How to complete this task –
Beginning with the line that contains "Check that each instance of the pirates", transcribe every line through the end of the entries exactly as written, and reproduce nothing else.

Supplied material –
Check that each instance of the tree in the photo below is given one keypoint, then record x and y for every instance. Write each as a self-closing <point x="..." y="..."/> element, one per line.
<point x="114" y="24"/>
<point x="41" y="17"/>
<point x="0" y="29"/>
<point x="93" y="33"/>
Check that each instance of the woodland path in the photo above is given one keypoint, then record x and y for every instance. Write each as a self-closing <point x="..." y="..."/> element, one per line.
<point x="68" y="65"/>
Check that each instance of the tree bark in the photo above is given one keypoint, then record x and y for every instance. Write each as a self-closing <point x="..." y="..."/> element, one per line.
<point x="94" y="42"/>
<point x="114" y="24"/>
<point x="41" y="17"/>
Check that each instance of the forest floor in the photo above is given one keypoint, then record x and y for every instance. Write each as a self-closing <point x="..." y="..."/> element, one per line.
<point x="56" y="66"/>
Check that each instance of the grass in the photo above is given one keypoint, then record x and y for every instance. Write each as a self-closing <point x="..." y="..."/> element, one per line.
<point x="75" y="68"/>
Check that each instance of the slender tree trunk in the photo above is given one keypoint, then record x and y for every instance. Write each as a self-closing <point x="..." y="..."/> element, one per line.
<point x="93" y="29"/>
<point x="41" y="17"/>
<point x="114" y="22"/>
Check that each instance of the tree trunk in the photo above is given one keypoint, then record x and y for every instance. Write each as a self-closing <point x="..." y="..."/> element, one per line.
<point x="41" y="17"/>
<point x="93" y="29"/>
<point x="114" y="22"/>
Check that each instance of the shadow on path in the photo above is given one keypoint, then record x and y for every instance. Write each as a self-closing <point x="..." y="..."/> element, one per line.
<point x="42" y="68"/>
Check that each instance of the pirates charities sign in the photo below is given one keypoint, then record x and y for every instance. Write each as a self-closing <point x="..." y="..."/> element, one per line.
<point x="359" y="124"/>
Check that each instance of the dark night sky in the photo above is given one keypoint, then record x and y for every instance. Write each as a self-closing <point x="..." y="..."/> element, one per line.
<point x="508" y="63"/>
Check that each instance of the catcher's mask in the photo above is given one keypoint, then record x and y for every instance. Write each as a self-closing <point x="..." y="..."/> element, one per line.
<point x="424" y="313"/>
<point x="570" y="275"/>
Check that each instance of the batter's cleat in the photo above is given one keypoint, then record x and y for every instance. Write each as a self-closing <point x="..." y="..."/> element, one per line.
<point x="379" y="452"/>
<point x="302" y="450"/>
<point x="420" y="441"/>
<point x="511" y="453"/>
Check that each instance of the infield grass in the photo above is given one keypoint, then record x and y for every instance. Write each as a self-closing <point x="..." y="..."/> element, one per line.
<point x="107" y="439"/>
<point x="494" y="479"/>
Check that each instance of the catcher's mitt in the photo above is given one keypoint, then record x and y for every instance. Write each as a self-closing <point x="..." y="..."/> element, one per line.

Answer to this problem –
Check that each instance of the pirates charities sign in the photo below is given one keypoint, then record x and y for every instance. Write each as a self-closing <point x="..." y="..."/> element, one per line.
<point x="359" y="124"/>
Check that each instance of the dark night sky in the photo above is given one keypoint, then record x and y for every instance. Write each as a self-closing <point x="..." y="..."/> element, one per line.
<point x="508" y="63"/>
Check that each instance of the catcher's mask in the photo above is given one keypoint, then record x and y for every instance. Write each as a self-closing <point x="..." y="..."/> element, one per line.
<point x="424" y="313"/>
<point x="570" y="275"/>
Check that each instance of the batter's cleat in the photo above is given one keypoint, then record x and y for every instance. Write each as a self-closing <point x="..." y="..."/> element, one per line.
<point x="379" y="452"/>
<point x="302" y="450"/>
<point x="420" y="441"/>
<point x="511" y="453"/>
Check that each instance of the infield grass in the photo above is given one keypoint, then record x and y for every instance. Write each as a self-closing <point x="..." y="..."/> element, one per line.
<point x="107" y="439"/>
<point x="494" y="479"/>
Check that each instance of the catcher's mitt in the photo above is given one keypoint, then record x and y for every instance. Write each as a self-closing <point x="..." y="..."/> element, one per line.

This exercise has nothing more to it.